All of these tests will be run against the CS and CI database.  Additionally after the first tests are performed against a table without a trigger, the tests will be repeated with the following FOR/AFTER UPDATE trigger on the tables.

CREATE TRIGGER trg_AuditChanges_Test
ON Test
FOR UPDATE
AS
BEGIN
DECLARE @ins INT;
DECLARE @del INT;

SELECT @ins = COUNT(*)
FROM inserted;

SELECT @del = COUNT(*)
FROM deleted;

END
GO

I am not going to include the 16 frame callstack in the results in this post except where it provides useful information for the investigation of the results being collected.  The callstack results in this post will be materialized through the use of Trace Flag 3656 and the public symbols as I explained in my blog post about the callstack action in the XEvent a Day series, An XEvent a Day (24 of 31) – What is the callstack?.

Results No Trigger

For both of the UPDATE statements in test number 1, the following events ( they are identical for both scenarios ) are generated by the event session.  Note that the locks acquired include a conversion of the U lock on the RID to an X lock as a part of the execution,  and even though the UPDATE doesn't actually make any changes, two log records are generated for the BEGIN_XACT and COMMIT_XACT, and these have to also be flushed to the transaction log file, as shown by the log_flush_requested event.

event_name lock_resource_type lock_mode status log_op_name context database_id resource_0
sql_batch_starting NULL NULL NULL NULL NULL NULL NULL
sql_statement_starting NULL NULL NULL NULL NULL NULL NULL
lock_acquired OBJECT IX NULL NULL NULL 9 245575913
latch_acquire_time NULL NULL HASHED, ONLRU NULL NULL NULL NULL
lock_acquired PAGE IU NULL NULL NULL 9 228
lock_acquired RID U NULL NULL NULL 9 228
lock_acquired PAGE IX NULL NULL NULL 9 228
lock_acquired RID X NULL NULL NULL 9 228
log_single_record NULL NULL NULL LOP_BEGIN_XACT NULL 9 NULL
transaction_log NULL NULL NULL LOP_BEGIN_XACT NULL 9 NULL
lock_released RID NL NULL NULL NULL 9 228
lock_released PAGE NL NULL NULL NULL 9 228
log_single_record NULL NULL NULL LOP_COMMIT_XACT NULL 9 NULL
transaction_log NULL NULL NULL LOP_COMMIT_XACT NULL 9 NULL
log_flush_requested NULL NULL NULL NULL NULL 9 NULL
lock_released RID X NULL NULL NULL 9 228
lock_released PAGE IX NULL NULL NULL 9 228
lock_released OBJECT IX NULL NULL NULL 9 245575913
sql_statement_completed NULL NULL NULL NULL NULL NULL NULL
sql_batch_completed NULL NULL NULL NULL NULL NULL NULL

If we compare this to the UPDATE statement that actually performs a change to the data in the row from test number 2, we will see that additional log records are generated for the MODIFY_ROW operation, and then flushed to the log file.

Point annotation dataset records:
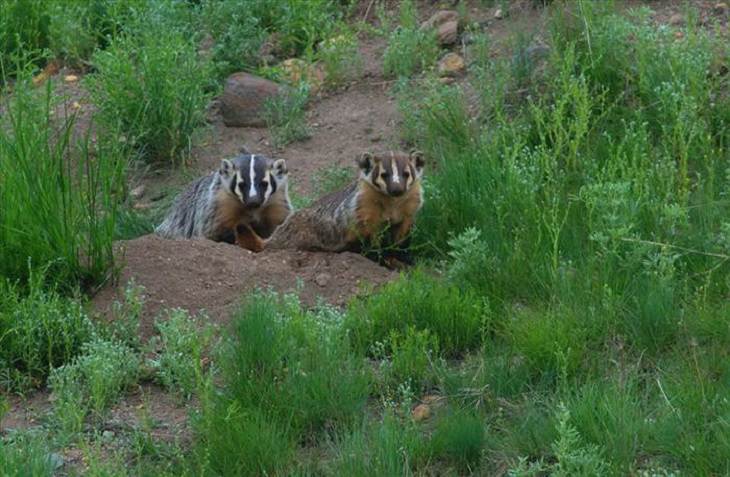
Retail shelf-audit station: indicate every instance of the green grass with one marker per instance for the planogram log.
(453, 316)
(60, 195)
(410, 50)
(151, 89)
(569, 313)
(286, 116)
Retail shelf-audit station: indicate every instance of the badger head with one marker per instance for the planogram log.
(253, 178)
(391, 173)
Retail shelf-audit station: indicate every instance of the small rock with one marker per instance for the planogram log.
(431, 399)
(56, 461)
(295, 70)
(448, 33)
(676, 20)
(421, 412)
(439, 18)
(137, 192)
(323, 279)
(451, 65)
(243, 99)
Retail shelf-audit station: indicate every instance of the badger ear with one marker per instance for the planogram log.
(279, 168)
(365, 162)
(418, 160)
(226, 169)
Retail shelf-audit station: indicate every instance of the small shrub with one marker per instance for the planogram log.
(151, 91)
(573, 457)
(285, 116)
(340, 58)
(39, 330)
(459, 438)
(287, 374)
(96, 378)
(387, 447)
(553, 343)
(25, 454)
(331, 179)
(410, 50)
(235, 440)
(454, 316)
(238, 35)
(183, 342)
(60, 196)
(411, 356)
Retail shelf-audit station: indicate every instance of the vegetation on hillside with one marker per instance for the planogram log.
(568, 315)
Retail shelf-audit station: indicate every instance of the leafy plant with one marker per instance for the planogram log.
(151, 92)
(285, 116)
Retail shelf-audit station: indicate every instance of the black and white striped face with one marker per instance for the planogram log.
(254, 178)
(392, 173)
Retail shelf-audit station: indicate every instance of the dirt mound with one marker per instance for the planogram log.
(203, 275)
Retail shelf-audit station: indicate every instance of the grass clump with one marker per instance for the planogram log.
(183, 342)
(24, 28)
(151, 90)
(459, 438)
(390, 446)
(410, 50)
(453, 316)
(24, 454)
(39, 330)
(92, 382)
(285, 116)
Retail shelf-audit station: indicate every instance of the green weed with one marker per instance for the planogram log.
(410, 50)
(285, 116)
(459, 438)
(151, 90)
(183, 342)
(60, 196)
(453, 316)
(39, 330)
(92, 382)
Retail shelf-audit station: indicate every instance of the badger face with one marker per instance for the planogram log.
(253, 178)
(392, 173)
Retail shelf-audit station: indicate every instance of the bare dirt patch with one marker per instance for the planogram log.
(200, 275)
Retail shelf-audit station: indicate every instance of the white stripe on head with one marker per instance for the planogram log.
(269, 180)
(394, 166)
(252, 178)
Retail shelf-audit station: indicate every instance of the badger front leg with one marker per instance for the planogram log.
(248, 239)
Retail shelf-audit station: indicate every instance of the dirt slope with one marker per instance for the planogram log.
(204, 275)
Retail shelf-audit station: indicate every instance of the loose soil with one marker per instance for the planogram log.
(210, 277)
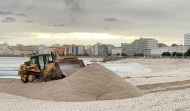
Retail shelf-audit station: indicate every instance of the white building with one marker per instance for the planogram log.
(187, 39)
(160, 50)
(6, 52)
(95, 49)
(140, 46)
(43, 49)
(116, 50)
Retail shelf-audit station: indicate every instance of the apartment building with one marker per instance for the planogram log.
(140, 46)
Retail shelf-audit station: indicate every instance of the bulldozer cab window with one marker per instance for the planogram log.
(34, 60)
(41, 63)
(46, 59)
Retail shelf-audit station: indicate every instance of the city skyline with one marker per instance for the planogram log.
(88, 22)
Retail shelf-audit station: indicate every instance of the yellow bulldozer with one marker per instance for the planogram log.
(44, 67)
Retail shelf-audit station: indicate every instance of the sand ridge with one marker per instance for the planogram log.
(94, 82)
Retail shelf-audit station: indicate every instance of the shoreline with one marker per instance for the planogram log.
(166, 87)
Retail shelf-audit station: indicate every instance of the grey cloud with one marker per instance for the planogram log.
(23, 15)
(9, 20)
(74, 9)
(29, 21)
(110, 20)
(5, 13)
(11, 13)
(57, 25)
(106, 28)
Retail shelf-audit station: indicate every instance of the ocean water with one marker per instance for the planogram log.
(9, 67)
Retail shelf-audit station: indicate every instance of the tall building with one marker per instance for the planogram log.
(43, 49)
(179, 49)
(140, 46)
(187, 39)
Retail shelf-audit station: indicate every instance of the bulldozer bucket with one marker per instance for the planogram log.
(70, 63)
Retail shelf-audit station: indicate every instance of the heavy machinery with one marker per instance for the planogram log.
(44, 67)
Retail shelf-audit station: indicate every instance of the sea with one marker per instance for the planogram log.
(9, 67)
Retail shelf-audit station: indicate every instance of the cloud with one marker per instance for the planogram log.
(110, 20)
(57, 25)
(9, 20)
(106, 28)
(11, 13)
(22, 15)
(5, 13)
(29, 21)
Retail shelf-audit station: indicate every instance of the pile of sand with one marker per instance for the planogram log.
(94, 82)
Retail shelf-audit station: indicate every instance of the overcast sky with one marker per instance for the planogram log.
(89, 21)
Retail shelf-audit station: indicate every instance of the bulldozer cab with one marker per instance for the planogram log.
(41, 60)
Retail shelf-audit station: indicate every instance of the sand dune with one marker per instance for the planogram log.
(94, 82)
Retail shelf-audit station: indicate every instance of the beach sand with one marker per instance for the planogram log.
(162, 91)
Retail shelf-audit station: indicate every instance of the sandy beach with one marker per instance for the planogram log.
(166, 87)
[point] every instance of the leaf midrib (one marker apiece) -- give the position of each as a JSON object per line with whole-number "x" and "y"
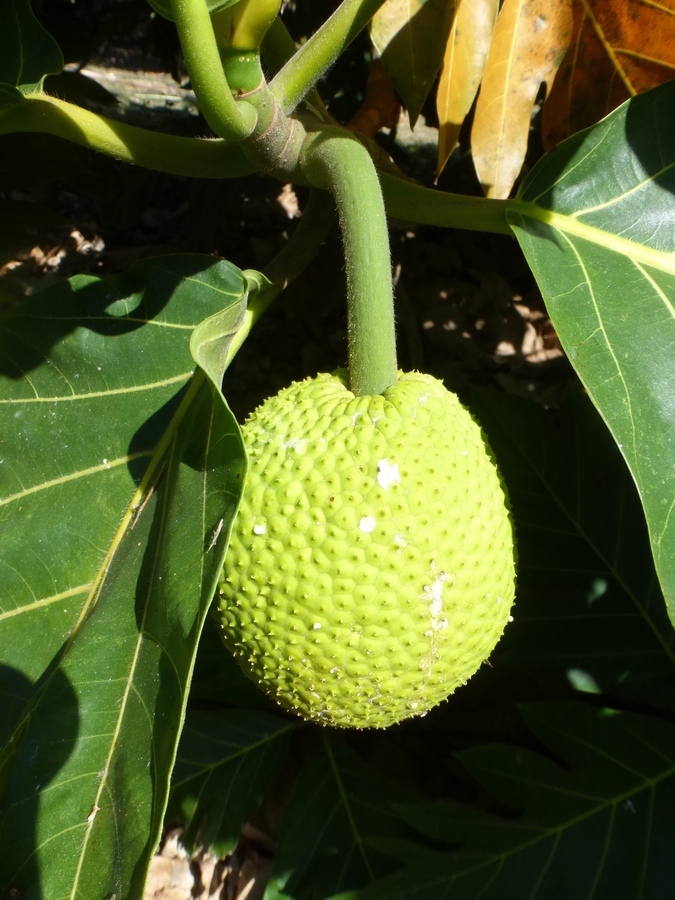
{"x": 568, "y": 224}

...

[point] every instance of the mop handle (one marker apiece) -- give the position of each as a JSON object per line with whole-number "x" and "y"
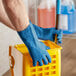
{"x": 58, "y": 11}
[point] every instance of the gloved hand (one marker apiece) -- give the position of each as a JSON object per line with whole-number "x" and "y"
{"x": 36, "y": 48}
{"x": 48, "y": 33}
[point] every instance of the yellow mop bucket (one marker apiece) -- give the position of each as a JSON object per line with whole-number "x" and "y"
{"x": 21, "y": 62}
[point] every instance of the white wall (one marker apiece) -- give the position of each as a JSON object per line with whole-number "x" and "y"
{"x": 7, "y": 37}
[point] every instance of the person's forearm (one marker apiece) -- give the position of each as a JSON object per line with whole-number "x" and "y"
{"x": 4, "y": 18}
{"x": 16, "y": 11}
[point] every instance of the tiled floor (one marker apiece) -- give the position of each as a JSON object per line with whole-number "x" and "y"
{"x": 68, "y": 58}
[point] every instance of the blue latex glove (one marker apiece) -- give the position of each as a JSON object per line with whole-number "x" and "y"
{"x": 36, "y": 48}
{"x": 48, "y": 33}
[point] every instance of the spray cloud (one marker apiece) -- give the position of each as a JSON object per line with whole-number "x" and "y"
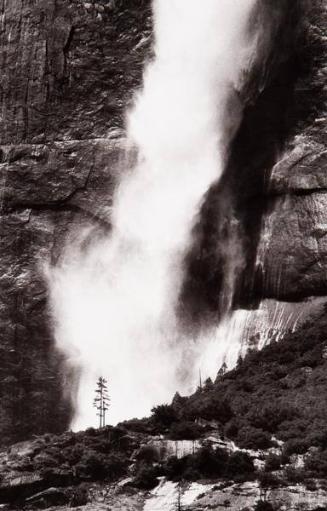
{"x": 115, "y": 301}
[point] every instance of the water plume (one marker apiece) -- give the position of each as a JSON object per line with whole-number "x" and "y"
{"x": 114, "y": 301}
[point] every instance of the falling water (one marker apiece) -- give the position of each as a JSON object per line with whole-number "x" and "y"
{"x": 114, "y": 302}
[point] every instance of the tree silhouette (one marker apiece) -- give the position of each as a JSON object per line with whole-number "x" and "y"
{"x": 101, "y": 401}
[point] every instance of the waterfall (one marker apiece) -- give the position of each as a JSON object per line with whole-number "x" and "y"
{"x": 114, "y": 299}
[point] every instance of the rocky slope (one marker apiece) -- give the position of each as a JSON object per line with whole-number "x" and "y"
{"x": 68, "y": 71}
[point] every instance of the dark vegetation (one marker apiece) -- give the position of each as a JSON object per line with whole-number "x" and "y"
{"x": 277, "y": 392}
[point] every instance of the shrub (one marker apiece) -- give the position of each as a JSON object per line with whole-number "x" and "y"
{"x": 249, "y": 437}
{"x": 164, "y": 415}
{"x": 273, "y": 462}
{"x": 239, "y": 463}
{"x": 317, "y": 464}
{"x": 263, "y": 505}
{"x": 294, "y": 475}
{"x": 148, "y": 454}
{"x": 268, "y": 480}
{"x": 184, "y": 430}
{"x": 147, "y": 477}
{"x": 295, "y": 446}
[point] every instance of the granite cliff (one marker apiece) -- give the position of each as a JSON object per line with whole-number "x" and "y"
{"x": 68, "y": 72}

---

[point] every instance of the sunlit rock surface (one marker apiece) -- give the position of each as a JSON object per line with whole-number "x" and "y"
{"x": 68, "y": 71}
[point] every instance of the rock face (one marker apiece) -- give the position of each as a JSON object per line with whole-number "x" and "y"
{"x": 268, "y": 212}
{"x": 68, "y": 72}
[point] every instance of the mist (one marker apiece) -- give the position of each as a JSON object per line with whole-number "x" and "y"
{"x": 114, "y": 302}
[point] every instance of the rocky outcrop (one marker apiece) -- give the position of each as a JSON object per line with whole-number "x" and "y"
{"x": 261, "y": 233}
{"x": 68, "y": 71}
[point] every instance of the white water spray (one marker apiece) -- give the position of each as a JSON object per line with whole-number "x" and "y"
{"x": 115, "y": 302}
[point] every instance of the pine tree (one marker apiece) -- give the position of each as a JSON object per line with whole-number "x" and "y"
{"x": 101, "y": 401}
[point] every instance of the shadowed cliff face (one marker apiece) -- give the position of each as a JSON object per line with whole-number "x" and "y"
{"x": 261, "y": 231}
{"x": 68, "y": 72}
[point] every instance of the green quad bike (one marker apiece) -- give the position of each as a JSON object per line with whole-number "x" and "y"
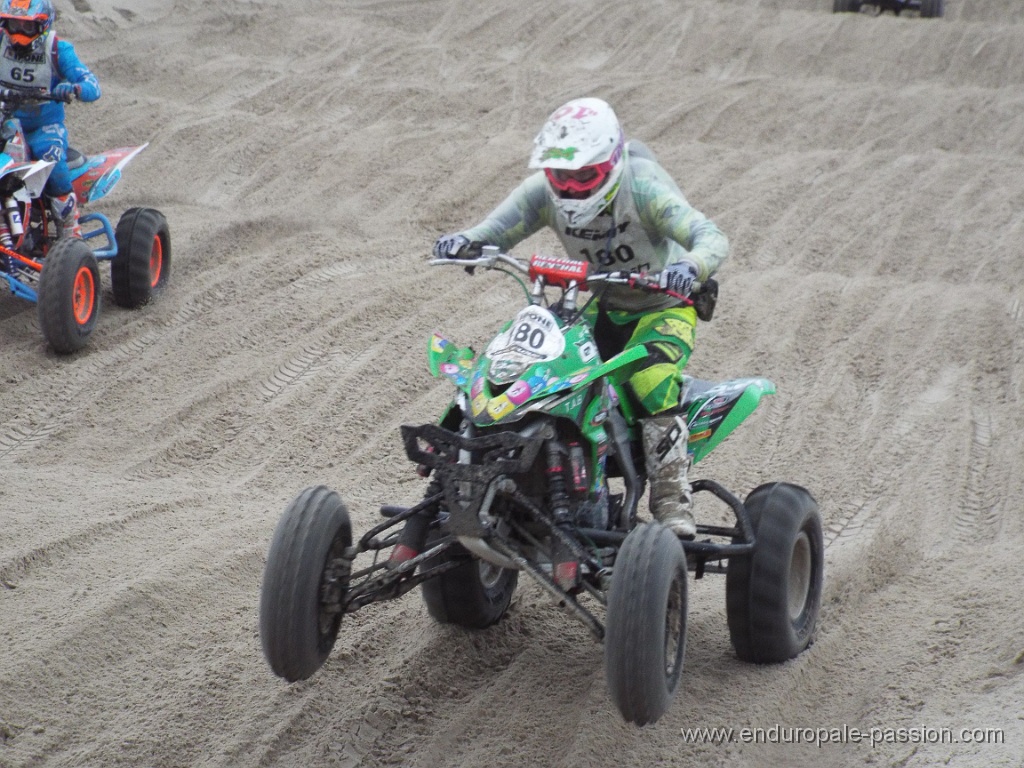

◆ Problem set ◆
A. Please return everything in the text on SQL Server UPDATE tests from "All of these" down to "SELECT @del = COUNT(*)".
B. Report each line of the rows that contains the word "bulldozer". Case counts.
The rows have no connection to the text on SQL Server UPDATE tests.

◆ Solutions for each task ◆
A.
All of these tests will be run against the CS and CI database.  Additionally after the first tests are performed against a table without a trigger, the tests will be repeated with the following FOR/AFTER UPDATE trigger on the tables.

CREATE TRIGGER trg_AuditChanges_Test
ON Test
FOR UPDATE
AS
BEGIN
DECLARE @ins INT;
DECLARE @del INT;

SELECT @ins = COUNT(*)
FROM inserted;

SELECT @del = COUNT(*)

B.
Retail shelf-audit station: indicate every instance of the bulldozer cab window with one marker per instance for the planogram log.
Retail shelf-audit station: indicate every instance of the yellow bulldozer with one marker per instance for the planogram log.
Retail shelf-audit station: indicate every instance of the bulldozer bucket with one marker per instance for the planogram log.
Retail shelf-audit station: indicate every instance of the bulldozer cab with one marker per instance for the planogram log.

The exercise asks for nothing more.